→ What to do
Copy everything from the start of the records down through the line containing "73 71 L 72 76", including that line. Leave the pictures out of your copy.

====== Provided material ======

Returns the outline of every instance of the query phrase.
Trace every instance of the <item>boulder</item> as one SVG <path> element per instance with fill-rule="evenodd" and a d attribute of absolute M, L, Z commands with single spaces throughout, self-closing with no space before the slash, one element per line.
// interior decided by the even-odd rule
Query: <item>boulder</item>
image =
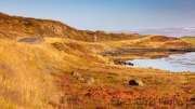
<path fill-rule="evenodd" d="M 79 80 L 79 81 L 83 81 L 83 78 L 79 77 L 79 78 L 77 78 L 77 80 Z"/>
<path fill-rule="evenodd" d="M 139 86 L 143 86 L 143 82 L 139 79 L 133 79 L 129 81 L 129 85 L 139 85 Z"/>
<path fill-rule="evenodd" d="M 87 80 L 86 80 L 86 83 L 88 83 L 88 84 L 91 84 L 91 83 L 94 83 L 95 81 L 94 81 L 94 79 L 92 78 L 92 77 L 90 77 L 90 78 L 88 78 Z"/>
<path fill-rule="evenodd" d="M 73 71 L 72 76 L 74 76 L 74 77 L 81 77 L 81 74 L 79 72 L 76 72 L 76 71 Z"/>

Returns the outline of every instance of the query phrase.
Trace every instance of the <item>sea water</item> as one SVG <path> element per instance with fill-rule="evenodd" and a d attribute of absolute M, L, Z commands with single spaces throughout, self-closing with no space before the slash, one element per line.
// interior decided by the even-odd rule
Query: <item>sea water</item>
<path fill-rule="evenodd" d="M 134 64 L 134 67 L 152 67 L 169 70 L 172 72 L 195 72 L 195 52 L 185 54 L 174 54 L 169 55 L 168 57 L 161 57 L 157 59 L 133 59 L 128 60 L 128 63 Z"/>

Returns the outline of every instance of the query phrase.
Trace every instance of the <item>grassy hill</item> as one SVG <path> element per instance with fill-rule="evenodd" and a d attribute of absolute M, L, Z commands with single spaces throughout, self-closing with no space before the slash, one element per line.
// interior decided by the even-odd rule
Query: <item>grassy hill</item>
<path fill-rule="evenodd" d="M 24 37 L 44 41 L 18 42 Z M 0 13 L 0 108 L 194 108 L 194 73 L 127 68 L 101 55 L 117 49 L 194 46 L 188 40 L 77 30 L 55 21 Z M 89 77 L 95 82 L 84 83 Z M 131 79 L 144 85 L 130 86 Z"/>

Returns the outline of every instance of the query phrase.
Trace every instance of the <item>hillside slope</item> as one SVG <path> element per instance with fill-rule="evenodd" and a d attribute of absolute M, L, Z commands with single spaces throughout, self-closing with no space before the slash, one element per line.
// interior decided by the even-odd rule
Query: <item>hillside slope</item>
<path fill-rule="evenodd" d="M 41 41 L 31 43 L 26 37 Z M 194 73 L 128 68 L 101 55 L 117 49 L 194 46 L 191 42 L 194 39 L 77 30 L 60 22 L 1 13 L 0 109 L 193 109 Z M 90 77 L 94 83 L 88 84 Z M 130 86 L 131 79 L 144 85 Z"/>
<path fill-rule="evenodd" d="M 127 40 L 140 35 L 106 33 L 104 31 L 77 30 L 61 22 L 10 16 L 0 13 L 0 37 L 16 39 L 20 37 L 57 37 L 80 41 Z"/>

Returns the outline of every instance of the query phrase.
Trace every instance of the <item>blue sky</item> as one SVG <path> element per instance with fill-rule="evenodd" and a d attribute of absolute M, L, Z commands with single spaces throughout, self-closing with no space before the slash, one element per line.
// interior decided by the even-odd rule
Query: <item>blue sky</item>
<path fill-rule="evenodd" d="M 82 30 L 195 27 L 195 0 L 0 0 L 0 12 Z"/>

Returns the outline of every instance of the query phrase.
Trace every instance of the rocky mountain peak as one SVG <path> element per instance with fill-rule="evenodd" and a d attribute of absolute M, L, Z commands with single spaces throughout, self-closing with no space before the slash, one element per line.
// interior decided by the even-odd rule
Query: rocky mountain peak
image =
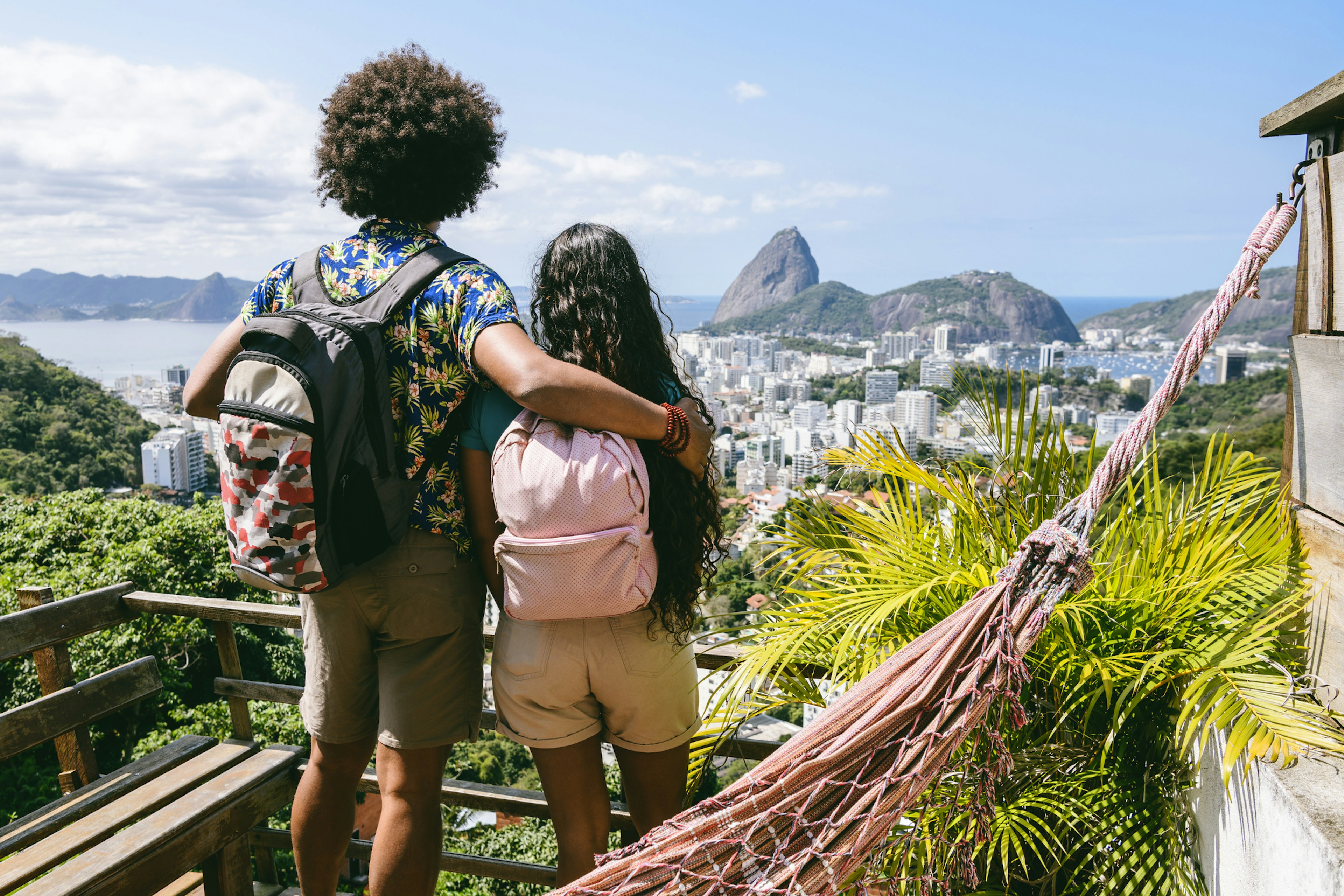
<path fill-rule="evenodd" d="M 165 317 L 171 321 L 231 320 L 241 306 L 233 286 L 215 271 L 188 289 Z"/>
<path fill-rule="evenodd" d="M 728 292 L 719 300 L 715 321 L 742 317 L 789 301 L 820 282 L 817 262 L 797 227 L 786 227 L 770 238 L 757 257 L 742 269 Z"/>

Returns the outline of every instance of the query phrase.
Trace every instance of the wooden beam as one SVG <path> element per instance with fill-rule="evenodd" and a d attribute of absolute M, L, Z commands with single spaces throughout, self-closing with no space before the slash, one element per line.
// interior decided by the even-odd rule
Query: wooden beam
<path fill-rule="evenodd" d="M 243 677 L 243 664 L 238 656 L 238 638 L 234 637 L 234 623 L 215 621 L 215 647 L 219 650 L 219 668 L 226 678 Z M 228 717 L 234 724 L 234 737 L 251 740 L 251 716 L 247 712 L 246 697 L 228 697 Z"/>
<path fill-rule="evenodd" d="M 304 689 L 298 685 L 273 685 L 265 681 L 235 678 L 215 678 L 215 693 L 220 697 L 286 703 L 292 707 L 297 707 L 298 701 L 304 697 Z"/>
<path fill-rule="evenodd" d="M 8 861 L 0 862 L 0 896 L 17 889 L 71 856 L 101 844 L 126 825 L 163 809 L 254 752 L 257 752 L 254 743 L 218 744 L 172 771 L 145 782 L 112 805 L 52 833 Z"/>
<path fill-rule="evenodd" d="M 0 713 L 0 759 L 98 721 L 163 690 L 159 664 L 141 657 Z"/>
<path fill-rule="evenodd" d="M 0 617 L 0 662 L 134 619 L 121 599 L 134 590 L 122 582 Z"/>
<path fill-rule="evenodd" d="M 293 850 L 294 845 L 288 830 L 276 827 L 253 827 L 249 833 L 253 846 L 270 846 L 271 849 Z M 374 854 L 374 841 L 351 840 L 345 848 L 349 858 L 368 861 Z M 476 877 L 493 877 L 496 880 L 513 880 L 521 884 L 542 884 L 555 887 L 555 868 L 550 865 L 532 865 L 531 862 L 516 862 L 508 858 L 491 858 L 489 856 L 469 856 L 466 853 L 441 853 L 438 869 L 453 875 L 474 875 Z"/>
<path fill-rule="evenodd" d="M 51 588 L 46 586 L 19 588 L 17 598 L 19 606 L 24 610 L 32 610 L 55 600 Z M 70 666 L 70 645 L 65 642 L 34 650 L 32 665 L 38 669 L 38 686 L 42 688 L 43 696 L 69 688 L 75 682 L 75 672 Z M 58 780 L 62 794 L 69 794 L 98 779 L 98 758 L 93 752 L 89 725 L 79 725 L 69 733 L 56 735 L 55 747 L 56 760 L 60 763 Z"/>
<path fill-rule="evenodd" d="M 192 617 L 195 619 L 211 619 L 215 622 L 242 622 L 278 629 L 298 629 L 302 625 L 298 607 L 289 607 L 280 603 L 191 598 L 184 594 L 157 594 L 153 591 L 132 591 L 124 600 L 126 606 L 140 613 L 163 613 L 175 617 Z"/>
<path fill-rule="evenodd" d="M 304 696 L 304 689 L 296 685 L 271 685 L 262 681 L 235 681 L 233 678 L 215 678 L 215 693 L 224 697 L 245 697 L 249 700 L 266 700 L 270 703 L 286 703 L 296 705 Z M 481 728 L 495 731 L 499 716 L 487 709 L 481 713 Z M 737 756 L 739 759 L 765 759 L 780 743 L 771 740 L 750 740 L 747 737 L 726 737 L 719 742 L 714 751 L 718 756 Z M 453 803 L 456 805 L 456 803 Z M 511 811 L 511 810 L 507 810 Z M 513 813 L 515 815 L 519 813 Z M 546 818 L 548 815 L 543 815 Z"/>
<path fill-rule="evenodd" d="M 66 794 L 60 799 L 52 801 L 42 809 L 0 827 L 0 858 L 26 849 L 50 837 L 66 825 L 71 825 L 98 811 L 108 803 L 120 799 L 124 794 L 142 787 L 145 782 L 153 780 L 159 775 L 176 768 L 192 756 L 199 756 L 216 743 L 219 742 L 214 737 L 202 737 L 199 735 L 179 737 L 148 756 L 142 756 L 116 771 L 109 771 L 91 785 Z M 0 865 L 0 868 L 4 868 L 4 865 Z"/>
<path fill-rule="evenodd" d="M 1305 134 L 1344 114 L 1344 71 L 1261 118 L 1261 137 Z"/>
<path fill-rule="evenodd" d="M 298 747 L 269 747 L 52 869 L 43 896 L 155 892 L 289 803 Z"/>
<path fill-rule="evenodd" d="M 253 896 L 247 834 L 234 837 L 200 865 L 204 896 Z"/>

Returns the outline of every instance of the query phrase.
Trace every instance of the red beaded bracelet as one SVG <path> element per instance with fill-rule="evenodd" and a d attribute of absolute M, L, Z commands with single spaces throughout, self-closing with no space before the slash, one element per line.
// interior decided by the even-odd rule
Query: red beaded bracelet
<path fill-rule="evenodd" d="M 668 412 L 668 431 L 663 435 L 663 441 L 659 442 L 659 451 L 665 457 L 676 457 L 691 445 L 691 422 L 685 416 L 685 411 L 675 404 L 663 404 Z"/>

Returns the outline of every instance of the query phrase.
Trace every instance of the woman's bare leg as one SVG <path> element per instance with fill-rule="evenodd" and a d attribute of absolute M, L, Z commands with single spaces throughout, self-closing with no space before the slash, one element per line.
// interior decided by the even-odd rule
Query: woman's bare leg
<path fill-rule="evenodd" d="M 597 735 L 570 747 L 532 748 L 542 775 L 546 803 L 551 807 L 555 841 L 560 848 L 555 884 L 578 880 L 597 865 L 593 856 L 606 852 L 612 832 L 612 801 L 602 774 L 602 748 Z M 683 780 L 685 772 L 681 772 Z"/>
<path fill-rule="evenodd" d="M 616 747 L 616 760 L 621 763 L 625 801 L 640 837 L 681 811 L 691 744 L 663 752 L 634 752 Z"/>

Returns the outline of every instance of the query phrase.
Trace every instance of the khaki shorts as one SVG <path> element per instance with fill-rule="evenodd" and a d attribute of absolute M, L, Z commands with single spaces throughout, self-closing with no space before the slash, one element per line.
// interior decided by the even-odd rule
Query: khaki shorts
<path fill-rule="evenodd" d="M 298 709 L 329 744 L 378 735 L 398 750 L 476 739 L 485 579 L 442 535 L 402 543 L 340 584 L 300 595 L 306 684 Z"/>
<path fill-rule="evenodd" d="M 652 610 L 607 619 L 521 622 L 495 634 L 499 732 L 527 747 L 569 747 L 598 732 L 617 747 L 661 752 L 700 729 L 695 652 Z"/>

======

→ Solution to this problem
Returns the outline of every instance of the query phrase.
Trace every instance of the <item>boulder</item> as one SVG <path> element per instance with fill-rule="evenodd" and a d attribute of absolute M, L, Z commands with single spaces throughout, self-closing with no space before the slash, one element per line.
// interior decided by the even-odd rule
Query: <item>boulder</item>
image =
<path fill-rule="evenodd" d="M 79 80 L 79 81 L 83 81 L 83 78 L 79 77 L 79 78 L 77 78 L 77 80 Z"/>
<path fill-rule="evenodd" d="M 139 86 L 143 86 L 143 82 L 139 79 L 133 79 L 129 81 L 129 85 L 139 85 Z"/>
<path fill-rule="evenodd" d="M 87 80 L 86 80 L 86 83 L 88 83 L 88 84 L 91 84 L 91 83 L 94 83 L 95 81 L 94 81 L 94 79 L 92 78 L 92 77 L 90 77 L 90 78 L 88 78 Z"/>
<path fill-rule="evenodd" d="M 73 71 L 72 76 L 74 76 L 74 77 L 81 77 L 81 74 L 79 72 L 76 72 L 76 71 Z"/>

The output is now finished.